Document extract:
((
ACT-R Declarative Memory: Reference
This document is a self-contained explanation of ACT-R declarative memory theory. It covers the equations, standard parameters, and empirical basis. For an engineer who has never used ACT-R, this is everything you need to understand how the system models memory.
What ACT-R Is
ACT-R (Adaptive Control of Thought — Rational) is a cognitive architecture developed by John Anderson at Carnegie Mellon University. It is a computational model of human cognition: a running system that reproduces human performance data across hundreds of experiments on memory, learning, and decision-making.
ACT-R's central claim: the probability of retrieving a memory reflects the statistical patterns of the environment. Things you encountered recently and frequently are more likely to be relevant now. The memory system is rational—it forgets at the rate that makes retrievals most useful given the actual patterns of the world.
Memory in ACT-R is organized as chunks: structured units of knowledge. Each chunk has an activation level that determines how accessible it is. High-activation chunks are retrieved quickly and reliably. Low-activation chunks fall below the retrieval threshold and are effectively forgotten, though they remain stored in memory.
Activation is not fixed. It changes continuously based on two factors:
- Base-level activation — how often and how recently this chunk has been accessed. This is the learning-and-forgetting component.
- Context sensitivity — how related this chunk is to what you are currently thinking about. ACT-R uses symbolic spreading activation for this: chunks related to your current goals and focus receive a boost.
Base-Level Activation (B)
Base-level activation reflects how often and how recently a chunk has been accessed.
B = ln( sum over all accesses i: t_i ^ (-d) )
Where:
- t_i is the time elapsed since the i-th access (measured in seconds)
- d is the decay parameter, standardly set to 0.5
- ln is the natural logarithm
- The sum is over every time this chunk was accessed (created, retrieved, reinforced)
How it works. Each time a chunk is accessed, it gets a trace. Each trace decays as a power function of time elapsed: t^(-0.5). The sum of all decaying traces, passed through a logarithm, gives the base-level activation.
Worked Example
A chunk was accessed 3 times: 2 seconds ago, 10 seconds ago, and 50 seconds ago.
B = ln( 2^(-0.5) + 10^(-0.5) + 50^(-0.5) )
= ln( 0.707 + 0.316 + 0.141 )
= ln( 1.164 )
= 0.152
Now the chunk is accessed again (t=1 second):
B = ln( 1^(-0.5) + 3^(-0.5) + 11^(-0.5) + 51^(-0.5) )
= ln( 1.000 + 0.577 + 0.302 + 0.140 )
= ln( 2.019 )
))
What to work on:
• 1. What value is the decay parameter d standardly set to in the ACT-R declarative memory reference?
• 2. Reproduce the ACT-R declarative memory reference word for word, beginning with "Activation is not" and stopping after "accesses i: t_i ^ (-d) )".

Image point annotation entries:
((
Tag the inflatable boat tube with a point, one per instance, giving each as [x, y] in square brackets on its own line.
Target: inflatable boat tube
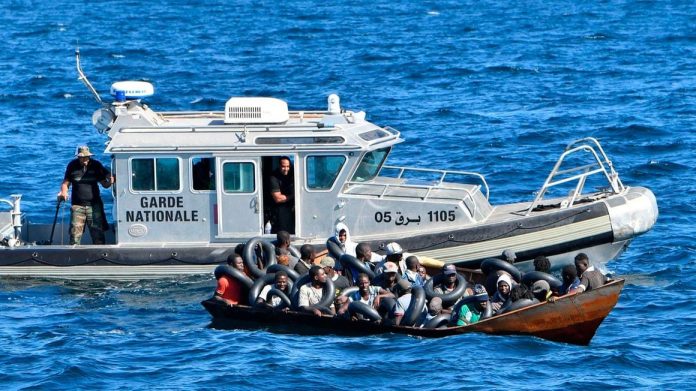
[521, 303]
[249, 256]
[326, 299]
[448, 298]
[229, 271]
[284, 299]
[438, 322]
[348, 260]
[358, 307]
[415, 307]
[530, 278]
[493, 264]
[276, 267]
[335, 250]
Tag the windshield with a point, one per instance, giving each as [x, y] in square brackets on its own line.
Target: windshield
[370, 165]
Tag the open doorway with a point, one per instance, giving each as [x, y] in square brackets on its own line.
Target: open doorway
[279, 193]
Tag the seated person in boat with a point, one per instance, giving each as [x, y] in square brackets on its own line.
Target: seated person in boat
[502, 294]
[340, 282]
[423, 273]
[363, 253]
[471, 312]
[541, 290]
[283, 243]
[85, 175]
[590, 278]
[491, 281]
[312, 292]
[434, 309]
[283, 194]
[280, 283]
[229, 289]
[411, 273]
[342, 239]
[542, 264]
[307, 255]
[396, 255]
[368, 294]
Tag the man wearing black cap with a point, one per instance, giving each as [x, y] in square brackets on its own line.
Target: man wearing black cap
))
Responses for each task:
• 1. 0.5

• 2.
Activation is not fixed. It changes continuously based on two factors:
- Base-level activation — how often and how recently this chunk has been accessed. This is the learning-and-forgetting component.
- Context sensitivity — how related this chunk is to what you are currently thinking about. ACT-R uses symbolic spreading activation for this: chunks related to your current goals and focus receive a boost.
Base-Level Activation (B)
Base-level activation reflects how often and how recently a chunk has been accessed.
B = ln( sum over all accesses i: t_i ^ (-d) )